Exercise: Within the entries below, find the portion that opens with the line containing "Query: horse leg" and closes with the line containing "Query: dark bay horse". Retype that portion exactly and only.
Supplied records: Begin
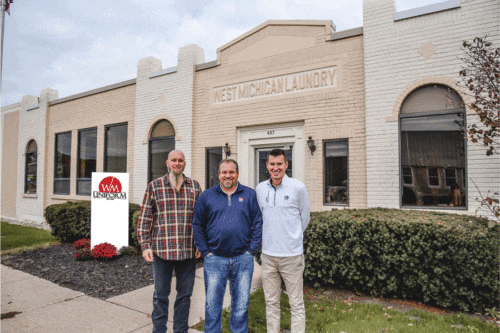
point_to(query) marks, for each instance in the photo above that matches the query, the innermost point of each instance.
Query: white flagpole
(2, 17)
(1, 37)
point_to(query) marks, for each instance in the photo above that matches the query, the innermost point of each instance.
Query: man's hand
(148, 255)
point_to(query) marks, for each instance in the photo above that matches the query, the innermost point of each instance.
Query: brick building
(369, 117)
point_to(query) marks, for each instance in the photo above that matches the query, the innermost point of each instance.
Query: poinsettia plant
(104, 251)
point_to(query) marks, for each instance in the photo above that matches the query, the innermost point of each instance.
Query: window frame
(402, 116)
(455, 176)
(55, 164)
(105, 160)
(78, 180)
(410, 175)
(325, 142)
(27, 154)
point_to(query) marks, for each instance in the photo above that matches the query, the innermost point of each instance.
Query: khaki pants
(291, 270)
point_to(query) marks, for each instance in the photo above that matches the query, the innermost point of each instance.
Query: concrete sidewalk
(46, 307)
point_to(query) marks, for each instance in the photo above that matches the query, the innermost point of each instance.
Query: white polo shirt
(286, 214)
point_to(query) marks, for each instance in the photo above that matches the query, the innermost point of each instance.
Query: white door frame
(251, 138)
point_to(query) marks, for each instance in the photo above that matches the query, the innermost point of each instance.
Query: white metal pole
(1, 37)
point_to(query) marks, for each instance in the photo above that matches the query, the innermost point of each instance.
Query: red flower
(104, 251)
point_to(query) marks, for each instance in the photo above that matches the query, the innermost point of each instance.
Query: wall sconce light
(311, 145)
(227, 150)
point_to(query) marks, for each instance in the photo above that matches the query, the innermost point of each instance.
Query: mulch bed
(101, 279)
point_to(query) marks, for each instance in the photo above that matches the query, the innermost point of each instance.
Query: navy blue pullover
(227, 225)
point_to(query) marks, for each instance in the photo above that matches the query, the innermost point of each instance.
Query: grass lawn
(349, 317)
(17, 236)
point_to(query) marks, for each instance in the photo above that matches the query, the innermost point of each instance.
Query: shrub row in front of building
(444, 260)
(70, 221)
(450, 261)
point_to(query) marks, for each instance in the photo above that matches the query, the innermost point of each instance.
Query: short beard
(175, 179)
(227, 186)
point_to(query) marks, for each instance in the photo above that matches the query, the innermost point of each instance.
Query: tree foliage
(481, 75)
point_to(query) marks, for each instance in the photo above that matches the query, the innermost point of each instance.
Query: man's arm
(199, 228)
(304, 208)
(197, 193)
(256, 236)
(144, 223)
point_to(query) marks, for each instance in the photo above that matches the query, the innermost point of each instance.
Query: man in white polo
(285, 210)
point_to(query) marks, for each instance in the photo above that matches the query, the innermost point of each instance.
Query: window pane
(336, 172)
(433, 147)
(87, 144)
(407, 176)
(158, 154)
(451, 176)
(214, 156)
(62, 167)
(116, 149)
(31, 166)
Supplied records: End
Supplied records: Begin
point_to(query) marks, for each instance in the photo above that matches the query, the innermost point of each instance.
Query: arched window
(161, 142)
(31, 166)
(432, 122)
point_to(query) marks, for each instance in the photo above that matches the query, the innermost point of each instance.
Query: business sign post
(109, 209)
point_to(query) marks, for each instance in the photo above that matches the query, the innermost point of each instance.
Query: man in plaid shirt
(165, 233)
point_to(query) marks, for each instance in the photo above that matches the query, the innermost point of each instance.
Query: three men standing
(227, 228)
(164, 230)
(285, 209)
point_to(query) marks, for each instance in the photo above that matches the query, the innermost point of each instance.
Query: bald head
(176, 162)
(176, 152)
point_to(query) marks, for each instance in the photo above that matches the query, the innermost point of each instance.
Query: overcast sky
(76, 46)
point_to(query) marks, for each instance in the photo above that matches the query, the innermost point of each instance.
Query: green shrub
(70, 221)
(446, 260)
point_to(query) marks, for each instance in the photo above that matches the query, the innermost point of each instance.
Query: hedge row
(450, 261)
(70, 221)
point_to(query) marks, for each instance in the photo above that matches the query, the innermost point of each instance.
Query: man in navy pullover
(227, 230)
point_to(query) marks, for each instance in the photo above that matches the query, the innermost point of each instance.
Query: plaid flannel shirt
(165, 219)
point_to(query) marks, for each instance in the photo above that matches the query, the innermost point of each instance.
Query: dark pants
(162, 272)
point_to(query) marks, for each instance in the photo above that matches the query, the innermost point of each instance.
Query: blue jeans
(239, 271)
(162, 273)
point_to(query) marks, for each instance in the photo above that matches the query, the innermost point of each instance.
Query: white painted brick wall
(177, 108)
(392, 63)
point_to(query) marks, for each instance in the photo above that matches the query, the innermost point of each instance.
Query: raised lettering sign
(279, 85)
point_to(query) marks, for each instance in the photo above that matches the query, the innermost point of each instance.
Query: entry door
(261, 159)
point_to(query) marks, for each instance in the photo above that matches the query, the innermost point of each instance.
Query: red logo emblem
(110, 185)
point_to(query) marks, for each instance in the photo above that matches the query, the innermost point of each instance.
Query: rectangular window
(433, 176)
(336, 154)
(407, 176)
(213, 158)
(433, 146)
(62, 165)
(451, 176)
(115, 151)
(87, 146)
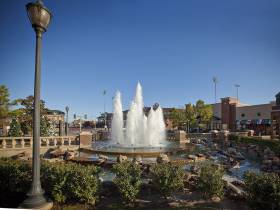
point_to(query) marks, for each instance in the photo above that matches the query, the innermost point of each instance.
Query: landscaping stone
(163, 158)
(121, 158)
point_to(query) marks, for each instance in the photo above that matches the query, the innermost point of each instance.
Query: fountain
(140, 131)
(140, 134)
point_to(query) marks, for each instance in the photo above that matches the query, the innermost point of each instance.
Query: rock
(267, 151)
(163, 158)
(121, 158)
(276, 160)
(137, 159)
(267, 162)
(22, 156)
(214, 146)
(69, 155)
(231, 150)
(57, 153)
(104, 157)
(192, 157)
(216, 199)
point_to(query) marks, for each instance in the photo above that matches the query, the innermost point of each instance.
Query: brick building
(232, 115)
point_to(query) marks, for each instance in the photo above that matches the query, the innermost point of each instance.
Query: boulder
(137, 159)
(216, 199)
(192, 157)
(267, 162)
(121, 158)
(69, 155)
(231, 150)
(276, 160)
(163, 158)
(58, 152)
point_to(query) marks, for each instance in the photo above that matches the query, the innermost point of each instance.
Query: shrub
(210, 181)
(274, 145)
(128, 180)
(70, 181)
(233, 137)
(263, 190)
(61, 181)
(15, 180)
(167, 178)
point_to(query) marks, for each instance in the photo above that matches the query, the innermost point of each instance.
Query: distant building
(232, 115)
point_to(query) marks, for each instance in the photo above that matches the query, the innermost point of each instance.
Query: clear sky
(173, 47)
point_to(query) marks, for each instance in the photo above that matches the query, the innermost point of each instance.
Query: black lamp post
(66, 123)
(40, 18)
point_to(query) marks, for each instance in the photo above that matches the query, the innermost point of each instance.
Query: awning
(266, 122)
Supplied records: End
Supplied records: Begin
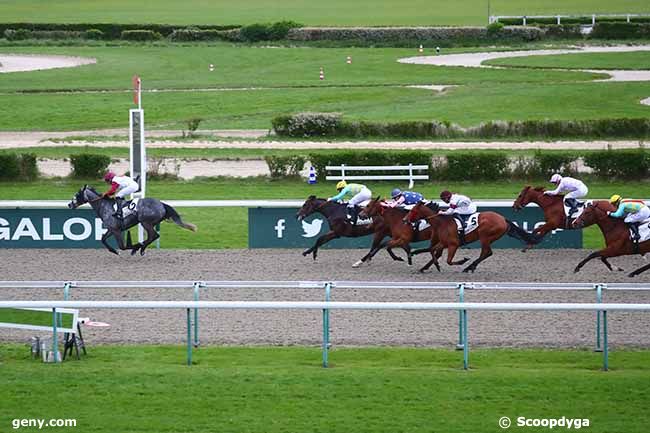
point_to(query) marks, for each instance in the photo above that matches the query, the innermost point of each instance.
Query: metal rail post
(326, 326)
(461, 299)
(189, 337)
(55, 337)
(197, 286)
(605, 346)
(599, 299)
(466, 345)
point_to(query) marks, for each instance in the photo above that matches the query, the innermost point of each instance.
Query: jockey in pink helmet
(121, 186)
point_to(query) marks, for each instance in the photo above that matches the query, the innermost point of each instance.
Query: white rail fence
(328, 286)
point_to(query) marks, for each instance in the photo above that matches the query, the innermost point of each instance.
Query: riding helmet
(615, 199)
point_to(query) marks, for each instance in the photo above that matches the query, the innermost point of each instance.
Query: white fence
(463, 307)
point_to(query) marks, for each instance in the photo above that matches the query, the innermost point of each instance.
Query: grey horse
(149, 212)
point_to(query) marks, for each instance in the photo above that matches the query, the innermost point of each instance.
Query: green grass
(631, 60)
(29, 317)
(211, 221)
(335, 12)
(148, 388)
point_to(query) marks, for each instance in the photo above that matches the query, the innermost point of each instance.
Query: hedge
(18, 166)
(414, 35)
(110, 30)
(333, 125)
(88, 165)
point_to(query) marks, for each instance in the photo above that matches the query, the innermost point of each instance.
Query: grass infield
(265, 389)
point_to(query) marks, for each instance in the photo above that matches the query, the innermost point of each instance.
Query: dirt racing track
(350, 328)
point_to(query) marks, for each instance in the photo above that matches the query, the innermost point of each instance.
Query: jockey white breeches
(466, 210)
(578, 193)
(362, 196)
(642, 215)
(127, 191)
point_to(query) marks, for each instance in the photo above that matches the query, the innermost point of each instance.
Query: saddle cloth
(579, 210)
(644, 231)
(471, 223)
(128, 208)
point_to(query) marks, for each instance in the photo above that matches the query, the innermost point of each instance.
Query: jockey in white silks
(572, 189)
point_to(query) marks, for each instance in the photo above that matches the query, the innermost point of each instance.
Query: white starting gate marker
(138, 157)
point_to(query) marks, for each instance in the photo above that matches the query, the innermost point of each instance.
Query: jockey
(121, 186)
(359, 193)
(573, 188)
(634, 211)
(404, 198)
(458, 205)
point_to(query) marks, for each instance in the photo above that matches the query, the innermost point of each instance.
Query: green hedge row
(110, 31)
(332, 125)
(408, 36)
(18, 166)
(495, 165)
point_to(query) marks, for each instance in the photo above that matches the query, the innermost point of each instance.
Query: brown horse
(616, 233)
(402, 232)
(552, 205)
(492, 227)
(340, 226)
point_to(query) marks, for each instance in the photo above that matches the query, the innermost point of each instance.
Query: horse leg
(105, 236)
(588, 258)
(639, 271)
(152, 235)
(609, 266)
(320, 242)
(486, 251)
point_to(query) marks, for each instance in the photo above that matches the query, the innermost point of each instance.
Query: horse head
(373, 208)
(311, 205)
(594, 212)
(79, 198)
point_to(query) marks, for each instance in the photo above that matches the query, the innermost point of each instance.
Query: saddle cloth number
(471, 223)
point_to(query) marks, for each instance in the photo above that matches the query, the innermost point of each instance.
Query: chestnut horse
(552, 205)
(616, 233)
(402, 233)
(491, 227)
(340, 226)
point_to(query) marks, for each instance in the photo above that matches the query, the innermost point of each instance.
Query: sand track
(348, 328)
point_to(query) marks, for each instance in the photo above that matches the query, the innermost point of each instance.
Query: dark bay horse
Supplied records: End
Exercise response:
Query: horse leg
(105, 236)
(588, 258)
(639, 271)
(152, 235)
(609, 266)
(320, 242)
(486, 251)
point_to(query) marks, for each instance in the photo above that matches the query, the innermost point of each instance.
Query: horse head
(373, 208)
(311, 205)
(594, 212)
(79, 198)
point_to(query) marks, for each instance in the photo above that matches the query, the innermost point of each instance.
Query: saddle cloth number
(471, 223)
point_to(query) marks, for each instance in the photo above that matches the query, the innermost point of each instance.
Query: chestnut horse
(552, 205)
(616, 233)
(402, 233)
(491, 227)
(340, 226)
point_to(query) marks, for each instance in the photo above that matches the query, the innermost point of each instance.
Query: sand track
(348, 328)
point_to(query) marks, for each instance in the photo above that matches the query, the innermost point of each instance.
Query: dark bay horse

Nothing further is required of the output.